§ Texte du document
En vertu de l’article L. 80 CA du LPF, le juge « prononce la décharge de l’ensemble [des droits et pénalités] lorsque l’erreur a eu pour effet de porter atteinte aux droits de la défense ou lorsqu’elle est de celles pour lesquelles la nullité est expressément prévue par la loi ou par les engagements internationaux conclus par la France ».
En l’espèce, en ne faisant figurer sur la proposition de rectification afférente à la vérification de comptabilité que les rectifications portant sur les bases d’imposition et non pas le montant des droits et pénalités rectifiés, à la lecture de ce seul document, le contribuable n’était pas en mesure de formuler ses observations ou son acceptation. Une erreur substantielle a donc porté atteinte aux droits de la défense du contribuable, et partant, l’ensemble de la procédure de vérification de comptabilité est annulée. La procédure ayant toutefois été respectée pour l’ESFP, ce dernier est régulier et n’est donc pas annulé en l’espèce.

§ Données stockées
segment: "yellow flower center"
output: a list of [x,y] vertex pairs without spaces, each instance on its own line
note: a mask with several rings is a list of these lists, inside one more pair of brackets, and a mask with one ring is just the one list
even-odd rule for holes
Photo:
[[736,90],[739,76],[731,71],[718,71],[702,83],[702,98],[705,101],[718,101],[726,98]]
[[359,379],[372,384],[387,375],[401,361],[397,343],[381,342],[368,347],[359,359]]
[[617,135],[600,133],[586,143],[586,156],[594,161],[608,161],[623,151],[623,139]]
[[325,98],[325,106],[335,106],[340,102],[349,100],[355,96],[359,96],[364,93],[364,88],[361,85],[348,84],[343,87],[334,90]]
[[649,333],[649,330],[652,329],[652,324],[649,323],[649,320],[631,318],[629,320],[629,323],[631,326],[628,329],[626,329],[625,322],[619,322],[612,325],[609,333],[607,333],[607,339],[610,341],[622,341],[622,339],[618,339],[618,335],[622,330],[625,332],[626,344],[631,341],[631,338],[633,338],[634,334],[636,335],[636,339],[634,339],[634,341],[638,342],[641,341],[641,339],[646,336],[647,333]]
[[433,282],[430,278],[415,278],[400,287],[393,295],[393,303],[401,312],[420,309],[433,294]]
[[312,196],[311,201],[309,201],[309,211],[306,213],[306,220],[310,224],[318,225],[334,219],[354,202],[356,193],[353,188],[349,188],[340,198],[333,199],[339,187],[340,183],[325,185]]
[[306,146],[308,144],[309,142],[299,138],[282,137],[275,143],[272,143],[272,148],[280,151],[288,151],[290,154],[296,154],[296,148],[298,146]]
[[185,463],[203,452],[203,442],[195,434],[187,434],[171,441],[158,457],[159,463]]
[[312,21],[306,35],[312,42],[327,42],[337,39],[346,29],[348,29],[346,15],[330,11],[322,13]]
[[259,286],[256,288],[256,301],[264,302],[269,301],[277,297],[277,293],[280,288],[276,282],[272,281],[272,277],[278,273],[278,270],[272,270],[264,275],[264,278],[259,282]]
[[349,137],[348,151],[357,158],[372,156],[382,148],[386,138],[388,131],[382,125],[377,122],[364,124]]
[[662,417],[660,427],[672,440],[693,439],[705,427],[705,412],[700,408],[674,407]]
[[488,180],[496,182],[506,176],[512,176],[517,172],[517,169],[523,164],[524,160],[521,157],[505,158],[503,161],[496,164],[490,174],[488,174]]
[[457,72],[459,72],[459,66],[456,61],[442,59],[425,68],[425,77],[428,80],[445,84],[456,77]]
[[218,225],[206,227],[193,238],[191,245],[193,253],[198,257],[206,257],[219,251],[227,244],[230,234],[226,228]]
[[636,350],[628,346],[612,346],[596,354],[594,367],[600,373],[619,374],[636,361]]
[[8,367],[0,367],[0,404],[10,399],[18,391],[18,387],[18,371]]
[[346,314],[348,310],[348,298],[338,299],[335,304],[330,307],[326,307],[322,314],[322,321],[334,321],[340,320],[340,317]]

§ Consignes
[A] Réécris le passage du texte sur la vérification de comptabilité qui va de « En l’espèce, en » jusqu'à « annulé en l’espèce. », en remplaçant « contribuable » par « redevable ».
[B] Réponds brièvement à partir du texte sur la vérification de comptabilité.
(i) Quel article du LPF est cité ?
(ii) Qu'est-ce qui figurait seul sur la proposition de rectification ?
(iii) L'ESFP est-il annulé ?
[C] Poursuis le texte sur la vérification de comptabilité à partir de l'endroit où il s'arrête.
Les entrées n'ont aucun rôle dans ce travail.

§ Réponses finales
[A]
En l’espèce, en ne faisant figurer sur la proposition de rectification afférente à la vérification de comptabilité que les rectifications portant sur les bases d’imposition et non pas le montant des droits et pénalités rectifiés, à la lecture de ce seul document, le redevable n’était pas en mesure de formuler ses observations ou son acceptation. Une erreur substantielle a donc porté atteinte aux droits de la défense du redevable, et partant, l’ensemble de la procédure de vérification de comptabilité est annulée. La procédure ayant toutefois été respectée pour l’ESFP, ce dernier est régulier et n’est donc pas annulé en l’espèce.

[B]
(i) L'article L. 80 CA.
(ii) Les rectifications portant sur les bases d'imposition.
(iii) Non. La procédure a été respectée pour l'ESFP, qui est donc régulier.

[C]
L’arrêt du Conseil d’État en date du 22 novembre 2017 est à rapprocher d’un arrêt de la Cour administrative d’appel de Bordeaux selon lequel les conséquences financières d’une vérification de comptabilité doivent être mentionnées dans la proposition de rectification y afférente, quand bien même le contribuable aurait simultanément fait l’objet d’une taxation d’office sur l’impôt sur le revenu, étant précisé que l’article L. 48 du LPF ne s’applique pas aux procédures d’office [5].
En conclusion, dès qu’une procédure contradictoire est mise en œuvre – ESFP ou vérification de comptabilité –, de manière isolée ou simultanée à une autre procédure, contradictoire ou non, l’article L. 48 du LPF trouve à s’appliquer. En conséquence, les droits et pénalités rectifiés à la suite d’une procédure contradictoire doivent obligatoirement apparaître dans la proposition de rectification propre à ce contrôle.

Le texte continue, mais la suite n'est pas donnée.